» SHORT PROBLEM 1: From the rows below, reproduce every line from the line containing "verge shown in this photo, matching this sample?" to the line containing "point(665, 690)", inclusive. Omit the pictures from your answer.

Studio album by Matt Brouwer
- Released: February 28, 2012
- Recorded: Nashville, TN
- Genres: CCM, alternative CCM
- Label: Black Shoe Records
- Producer: Michael Omartian

Matt Brouwer chronology
| A Merry Little Christmas (2010) | Till The Sunrise (2012) | Writing to Remember (2014) |

= Till the Sunrise =

Till The Sunrise is the fourth studio album by Canadian Singer/Songwriter Matt Brouwer. The album was released on February 28, 2012. It was well received with many positive and glowing reviews. The album was nominated for 4 GMA Canada Covenant Awards including Pop/Contemporary Album of the Year in 2012 and song of the year nods (2012–2014). Till the Sunrise was also nominated in 2013 for Gospel Recording of the Year by the East Coast Music Awards, Contemporary Christian/Gospel Album of the Year by the Independent Music Awards and Inspirational Album of the year by Music Nova Scotia Awards. The song Ocean from the album won a GMA Canada Covenant Award for Inspirational Song of the Year.

» DATA FOR THIS EXERCISE:

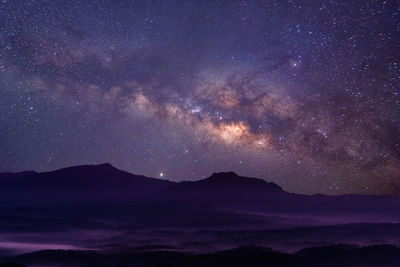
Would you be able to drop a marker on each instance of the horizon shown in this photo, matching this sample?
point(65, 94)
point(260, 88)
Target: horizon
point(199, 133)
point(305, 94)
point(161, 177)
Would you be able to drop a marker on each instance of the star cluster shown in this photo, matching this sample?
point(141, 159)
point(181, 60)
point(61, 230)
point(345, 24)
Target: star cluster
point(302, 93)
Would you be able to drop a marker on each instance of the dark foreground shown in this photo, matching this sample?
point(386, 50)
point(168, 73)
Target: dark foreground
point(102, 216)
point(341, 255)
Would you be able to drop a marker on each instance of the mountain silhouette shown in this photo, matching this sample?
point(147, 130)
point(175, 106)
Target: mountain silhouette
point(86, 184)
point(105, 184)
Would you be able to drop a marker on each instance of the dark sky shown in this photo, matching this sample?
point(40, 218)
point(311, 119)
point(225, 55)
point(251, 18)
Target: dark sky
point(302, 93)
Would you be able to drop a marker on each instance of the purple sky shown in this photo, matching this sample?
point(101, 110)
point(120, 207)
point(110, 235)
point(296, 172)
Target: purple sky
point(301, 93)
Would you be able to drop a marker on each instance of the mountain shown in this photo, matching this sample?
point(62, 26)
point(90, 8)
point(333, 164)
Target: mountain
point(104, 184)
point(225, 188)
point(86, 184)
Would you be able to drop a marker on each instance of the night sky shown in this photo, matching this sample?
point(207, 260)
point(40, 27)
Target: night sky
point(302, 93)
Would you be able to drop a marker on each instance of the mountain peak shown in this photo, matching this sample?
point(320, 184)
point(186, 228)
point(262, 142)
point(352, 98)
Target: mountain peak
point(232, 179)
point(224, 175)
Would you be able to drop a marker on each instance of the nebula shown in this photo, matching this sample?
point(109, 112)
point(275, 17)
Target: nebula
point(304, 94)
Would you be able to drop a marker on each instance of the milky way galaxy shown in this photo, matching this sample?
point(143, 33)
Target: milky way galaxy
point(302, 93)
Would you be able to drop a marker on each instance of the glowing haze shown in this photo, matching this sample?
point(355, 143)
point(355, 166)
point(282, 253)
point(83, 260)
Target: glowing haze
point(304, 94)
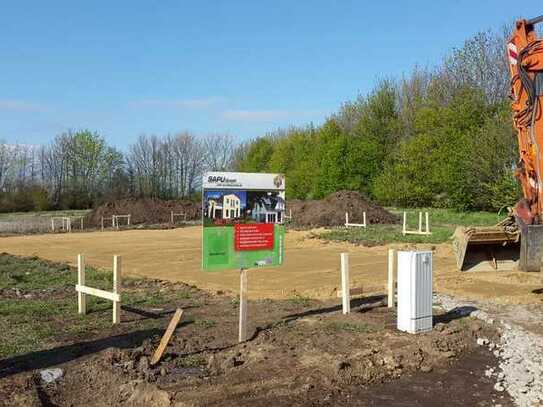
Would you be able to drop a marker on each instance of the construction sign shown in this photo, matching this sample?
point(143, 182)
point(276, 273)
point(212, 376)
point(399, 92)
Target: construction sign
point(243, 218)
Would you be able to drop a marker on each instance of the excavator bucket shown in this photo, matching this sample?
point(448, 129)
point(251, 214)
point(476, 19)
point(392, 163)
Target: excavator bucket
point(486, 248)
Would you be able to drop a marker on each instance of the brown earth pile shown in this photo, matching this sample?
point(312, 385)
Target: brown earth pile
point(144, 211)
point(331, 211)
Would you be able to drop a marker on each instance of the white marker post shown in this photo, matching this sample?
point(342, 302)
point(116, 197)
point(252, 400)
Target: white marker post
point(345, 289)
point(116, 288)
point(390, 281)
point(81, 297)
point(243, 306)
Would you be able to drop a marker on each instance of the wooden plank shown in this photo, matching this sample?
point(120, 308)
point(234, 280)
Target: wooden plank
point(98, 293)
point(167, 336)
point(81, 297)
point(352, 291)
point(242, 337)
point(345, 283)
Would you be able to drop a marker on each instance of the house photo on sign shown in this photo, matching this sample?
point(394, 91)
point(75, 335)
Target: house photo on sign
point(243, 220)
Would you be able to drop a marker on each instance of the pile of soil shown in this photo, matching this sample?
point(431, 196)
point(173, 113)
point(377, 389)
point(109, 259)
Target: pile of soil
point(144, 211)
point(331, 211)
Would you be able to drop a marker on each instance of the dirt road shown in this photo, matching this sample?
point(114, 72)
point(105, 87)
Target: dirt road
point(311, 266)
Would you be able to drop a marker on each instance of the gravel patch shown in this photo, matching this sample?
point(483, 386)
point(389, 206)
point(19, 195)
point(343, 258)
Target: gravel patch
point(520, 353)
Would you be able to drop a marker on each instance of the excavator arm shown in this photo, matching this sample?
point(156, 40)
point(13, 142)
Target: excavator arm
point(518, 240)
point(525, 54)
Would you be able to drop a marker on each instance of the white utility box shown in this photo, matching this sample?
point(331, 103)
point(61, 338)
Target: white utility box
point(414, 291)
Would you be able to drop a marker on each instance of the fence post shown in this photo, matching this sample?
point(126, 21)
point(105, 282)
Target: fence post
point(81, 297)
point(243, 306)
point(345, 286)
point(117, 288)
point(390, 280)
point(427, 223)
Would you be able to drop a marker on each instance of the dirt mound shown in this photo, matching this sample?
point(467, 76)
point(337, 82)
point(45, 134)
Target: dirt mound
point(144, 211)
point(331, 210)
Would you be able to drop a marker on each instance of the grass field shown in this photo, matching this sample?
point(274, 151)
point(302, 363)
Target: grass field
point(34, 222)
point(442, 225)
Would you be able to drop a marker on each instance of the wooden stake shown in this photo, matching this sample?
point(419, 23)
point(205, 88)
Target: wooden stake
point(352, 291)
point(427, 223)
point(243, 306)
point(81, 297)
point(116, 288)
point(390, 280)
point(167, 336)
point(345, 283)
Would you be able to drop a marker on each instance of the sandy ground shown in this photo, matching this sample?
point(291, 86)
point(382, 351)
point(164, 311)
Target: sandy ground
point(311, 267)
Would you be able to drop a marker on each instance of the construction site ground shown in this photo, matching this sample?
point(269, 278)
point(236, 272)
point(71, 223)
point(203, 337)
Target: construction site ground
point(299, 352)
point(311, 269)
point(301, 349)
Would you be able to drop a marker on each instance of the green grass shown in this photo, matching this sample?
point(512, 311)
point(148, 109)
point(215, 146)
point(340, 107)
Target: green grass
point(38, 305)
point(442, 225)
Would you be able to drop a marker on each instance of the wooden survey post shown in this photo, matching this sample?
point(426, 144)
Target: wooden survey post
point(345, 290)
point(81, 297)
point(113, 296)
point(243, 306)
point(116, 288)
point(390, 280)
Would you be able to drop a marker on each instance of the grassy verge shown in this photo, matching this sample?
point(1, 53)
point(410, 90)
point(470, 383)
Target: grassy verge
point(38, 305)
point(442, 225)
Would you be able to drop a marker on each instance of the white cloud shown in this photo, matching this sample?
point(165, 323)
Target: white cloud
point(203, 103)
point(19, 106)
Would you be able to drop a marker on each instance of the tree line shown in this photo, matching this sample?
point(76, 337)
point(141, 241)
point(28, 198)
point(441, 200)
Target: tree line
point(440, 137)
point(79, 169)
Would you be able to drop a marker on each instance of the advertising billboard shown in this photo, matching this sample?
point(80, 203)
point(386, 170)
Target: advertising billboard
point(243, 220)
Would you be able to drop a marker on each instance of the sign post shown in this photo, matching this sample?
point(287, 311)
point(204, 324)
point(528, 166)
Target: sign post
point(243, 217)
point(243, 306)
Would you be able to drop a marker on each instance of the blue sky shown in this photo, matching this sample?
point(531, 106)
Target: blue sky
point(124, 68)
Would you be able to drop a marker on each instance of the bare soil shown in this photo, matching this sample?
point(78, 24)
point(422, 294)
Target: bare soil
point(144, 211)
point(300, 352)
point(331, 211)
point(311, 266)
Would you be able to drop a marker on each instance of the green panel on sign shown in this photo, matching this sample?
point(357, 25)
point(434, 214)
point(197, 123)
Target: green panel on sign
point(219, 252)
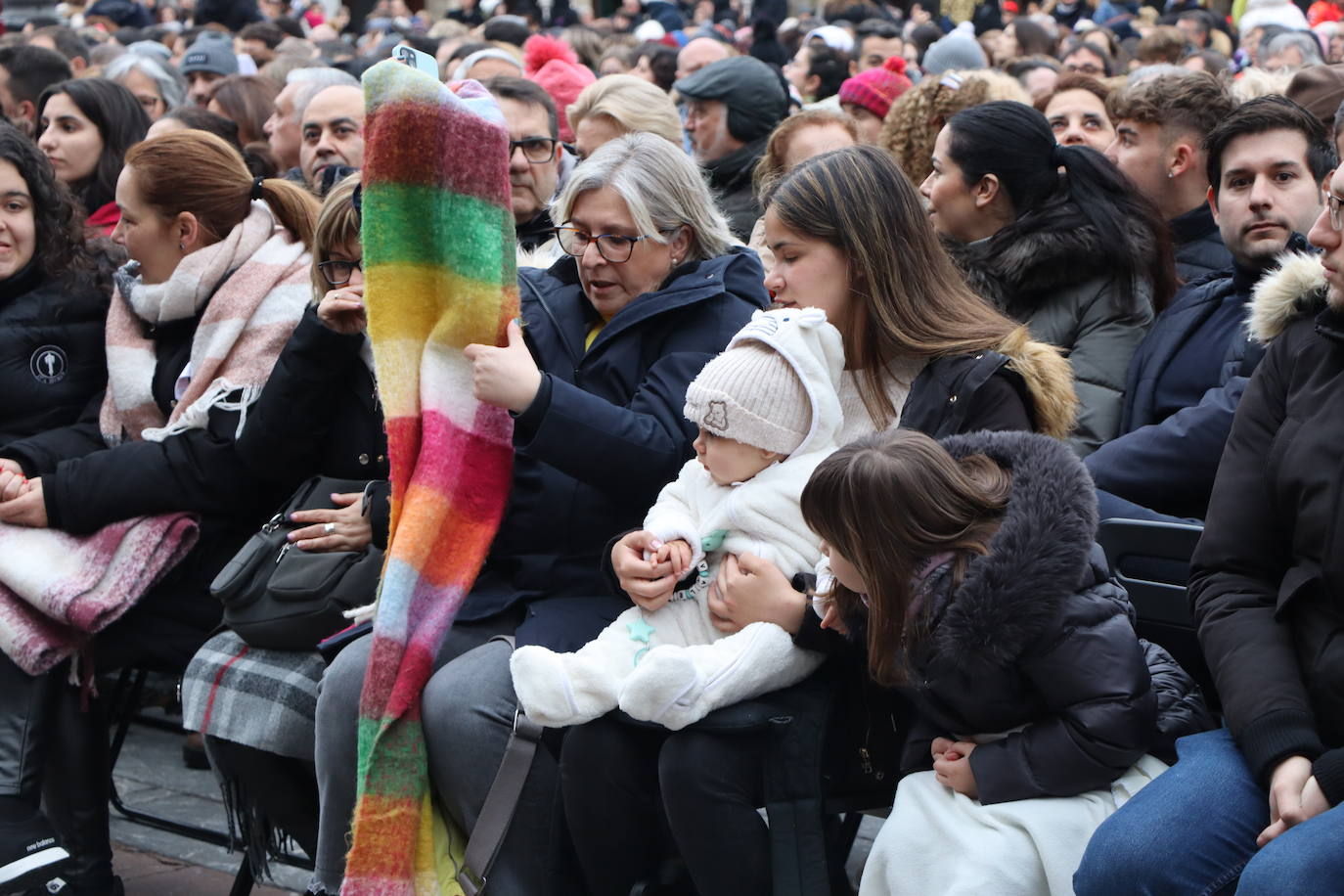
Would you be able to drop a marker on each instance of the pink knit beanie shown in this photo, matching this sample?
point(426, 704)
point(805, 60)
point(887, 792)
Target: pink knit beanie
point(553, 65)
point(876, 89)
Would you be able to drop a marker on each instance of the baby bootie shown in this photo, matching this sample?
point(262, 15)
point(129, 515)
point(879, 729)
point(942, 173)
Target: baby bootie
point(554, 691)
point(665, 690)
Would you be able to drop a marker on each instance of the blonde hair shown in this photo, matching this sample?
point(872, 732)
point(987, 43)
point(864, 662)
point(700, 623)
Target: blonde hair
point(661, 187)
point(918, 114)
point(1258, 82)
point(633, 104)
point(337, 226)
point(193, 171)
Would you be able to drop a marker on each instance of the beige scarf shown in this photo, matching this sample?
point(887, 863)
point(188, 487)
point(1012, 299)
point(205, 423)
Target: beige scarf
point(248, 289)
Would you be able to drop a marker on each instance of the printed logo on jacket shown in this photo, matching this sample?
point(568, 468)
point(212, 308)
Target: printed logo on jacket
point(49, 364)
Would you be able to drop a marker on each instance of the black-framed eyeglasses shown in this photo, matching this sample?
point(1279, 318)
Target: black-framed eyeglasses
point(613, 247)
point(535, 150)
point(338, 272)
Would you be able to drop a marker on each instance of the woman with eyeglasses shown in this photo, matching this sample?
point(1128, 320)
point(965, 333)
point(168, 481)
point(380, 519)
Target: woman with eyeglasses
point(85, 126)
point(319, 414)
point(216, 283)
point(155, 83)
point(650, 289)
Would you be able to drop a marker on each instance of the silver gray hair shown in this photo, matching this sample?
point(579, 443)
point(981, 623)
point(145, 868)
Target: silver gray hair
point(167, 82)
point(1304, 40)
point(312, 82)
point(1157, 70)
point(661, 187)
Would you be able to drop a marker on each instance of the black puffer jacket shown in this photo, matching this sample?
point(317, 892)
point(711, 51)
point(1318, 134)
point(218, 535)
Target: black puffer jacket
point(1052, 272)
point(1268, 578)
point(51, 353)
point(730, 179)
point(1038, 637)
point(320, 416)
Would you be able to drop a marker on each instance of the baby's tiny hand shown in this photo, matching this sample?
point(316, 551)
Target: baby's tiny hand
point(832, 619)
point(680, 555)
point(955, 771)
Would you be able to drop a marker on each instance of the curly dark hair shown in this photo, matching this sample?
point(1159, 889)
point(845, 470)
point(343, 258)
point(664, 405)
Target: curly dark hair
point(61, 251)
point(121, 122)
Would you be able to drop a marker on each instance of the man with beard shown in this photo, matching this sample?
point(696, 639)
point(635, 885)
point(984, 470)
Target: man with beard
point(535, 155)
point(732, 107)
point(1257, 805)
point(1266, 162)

» SHORT PROBLEM 2: Translate the following sentence from the passage about Till the Sunrise into Spanish: "The song Ocean from the album won a GMA Canada Covenant Award for Inspirational Song of the Year."

» COMPLETE RESPONSE 1:
Would you be able to drop a marker on each instance of the grassy verge shown in this photo, matching this sample?
point(1, 53)
point(410, 90)
point(470, 383)
Target: grassy verge
point(38, 305)
point(442, 225)
Would you be able to drop a marker on each instance of the white cloud shown in this photo, matching this sample?
point(165, 323)
Target: white cloud
point(203, 103)
point(19, 106)
Would you be able to drop a marker on each instance of the tree line shown in this photo, matching this sample?
point(76, 337)
point(141, 241)
point(28, 198)
point(441, 200)
Target: tree line
point(440, 137)
point(79, 169)
Would you be able to drop a marker on each instance of the advertising billboard shown in this photo, matching this sample?
point(80, 203)
point(386, 170)
Target: advertising billboard
point(243, 220)
Would you be able to drop a marker on each instance of the sign post shown in this photo, matching this sample?
point(287, 311)
point(204, 324)
point(528, 166)
Target: sign post
point(243, 217)
point(243, 306)
Would you be able to drop a marker on each instance of the blue sky shown in this photo, matching this sample?
point(531, 106)
Target: blue sky
point(124, 68)
Would you be able to drop a marker on each instance of the bare soil shown in this photo, matching this sample?
point(78, 24)
point(422, 294)
Target: bare soil
point(144, 211)
point(300, 352)
point(331, 211)
point(311, 266)
Would you be able to drop a marker on each instance of the green panel on sign shown in this photo, matching this sample?
point(357, 25)
point(434, 214)
point(197, 123)
Target: green panel on sign
point(219, 252)
Would you be able to drop a marker on each instance of the pink knit beanie shown in this photo, matching this sample?
point(426, 704)
point(805, 60)
point(887, 792)
Target: pink knit beanie
point(553, 65)
point(876, 89)
Would you be able to drop a marker on each instance of the baby bootie shown in this photo, matching this sample?
point(262, 15)
point(129, 515)
point(879, 729)
point(942, 173)
Target: baby bootie
point(554, 691)
point(665, 690)

» COMPLETE RESPONSE 2: La canción Ocean, del álbum, ganó un GMA Canada Covenant Award a la Canción Inspiracional del Año.